- _Data shown_
+--

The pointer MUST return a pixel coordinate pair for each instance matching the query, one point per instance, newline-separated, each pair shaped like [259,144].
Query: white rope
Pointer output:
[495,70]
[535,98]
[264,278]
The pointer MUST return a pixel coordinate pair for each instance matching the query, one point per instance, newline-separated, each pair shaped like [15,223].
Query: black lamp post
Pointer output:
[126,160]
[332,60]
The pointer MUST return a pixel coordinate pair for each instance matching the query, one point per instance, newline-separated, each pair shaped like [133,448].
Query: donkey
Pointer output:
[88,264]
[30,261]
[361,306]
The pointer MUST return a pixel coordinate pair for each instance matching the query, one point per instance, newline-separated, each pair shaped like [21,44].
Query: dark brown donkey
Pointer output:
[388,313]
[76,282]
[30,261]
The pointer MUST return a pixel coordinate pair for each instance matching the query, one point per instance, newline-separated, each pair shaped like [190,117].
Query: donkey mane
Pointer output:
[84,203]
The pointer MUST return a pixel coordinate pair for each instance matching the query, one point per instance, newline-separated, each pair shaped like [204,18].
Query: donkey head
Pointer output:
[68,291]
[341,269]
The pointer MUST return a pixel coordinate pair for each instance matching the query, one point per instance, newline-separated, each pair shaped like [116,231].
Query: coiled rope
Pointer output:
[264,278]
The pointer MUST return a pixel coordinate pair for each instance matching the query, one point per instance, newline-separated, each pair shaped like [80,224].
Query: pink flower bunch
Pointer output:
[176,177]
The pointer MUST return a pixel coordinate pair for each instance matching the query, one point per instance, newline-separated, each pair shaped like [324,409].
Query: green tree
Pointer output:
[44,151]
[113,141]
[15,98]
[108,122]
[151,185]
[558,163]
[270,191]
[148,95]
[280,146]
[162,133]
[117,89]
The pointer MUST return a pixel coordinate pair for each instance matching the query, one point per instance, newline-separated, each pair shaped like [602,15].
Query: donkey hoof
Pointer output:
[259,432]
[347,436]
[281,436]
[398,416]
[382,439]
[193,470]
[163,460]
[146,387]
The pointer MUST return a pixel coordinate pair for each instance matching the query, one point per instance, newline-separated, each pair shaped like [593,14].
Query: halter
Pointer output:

+--

- _Exercise instructions_
Retype each line of the listing exactly as it was given above.

- _Response to the exercise_
The pointer MUST return a pixel coordinate pair for each instance matching the query, one point per instance, newline-separated, each pair shaped like [259,144].
Query: white rope
Pointer output:
[495,70]
[535,98]
[264,278]
The pointer MUST return a pixel coordinate pair for each instance matching the query, one point per instance, newline-separated, each pair shaped like [15,223].
Query: black lamp post
Pointer output:
[126,160]
[332,60]
The pointer MUST return a pixel coordinate pair for each instance matching the query, one point per instance, newline-separated, each pair shaped like [133,448].
Query: donkey
Pointer output:
[88,264]
[30,261]
[361,306]
The pointer MUST return a pixel coordinate pair for each instance matching the query, one point per instance, newline-separated, each pair shaped like [21,44].
Query: dark brown donkey
Pointer output:
[388,313]
[76,282]
[30,261]
The pointer MUST return a pixel coordinate pair for each instance matching the query, one point per instance, newline-separated, each pair shaped like [190,117].
Query: donkey mane
Pointer output:
[84,203]
The pointer MUST return a pixel coordinate pair for each instance matching the query, one point per instance, newline-separated, each pair shaped like [204,18].
Query: donkey head
Pointer output:
[68,291]
[341,269]
The pointer MUST return a pixel coordinate pair for each instance matching the query, one point per instance, newline-separated, each pair shaped like [116,231].
Query: coiled rope
Pointer output:
[264,278]
The pointer MUST return a pixel coordinate pair for each instance matching the query, one point per instance, newline-separated, each pair shaped like [80,224].
Query: pink flower bunch
Pointer output:
[176,177]
The pointer MUST return a pixel coordinate pair for each instance matching the query, one point per instance, newline-separated, each pair shaped like [324,409].
Query: green tree
Pointer output:
[44,151]
[113,141]
[15,98]
[108,122]
[151,185]
[558,163]
[270,191]
[148,95]
[280,146]
[162,133]
[117,89]
The pointer MUST return a pixel coordinate pair for each instance matching the query, one point per instance, newline-separated, each pair shaped like [602,15].
Query: donkey hoof
Pointer output:
[259,432]
[347,436]
[281,436]
[398,416]
[382,439]
[193,470]
[163,460]
[146,387]
The pointer MUST return a pixel coordinate pair for each instance matching the query, one point per instance, newline-separated, each pair shaped like [593,14].
Query: halter
Pointer output:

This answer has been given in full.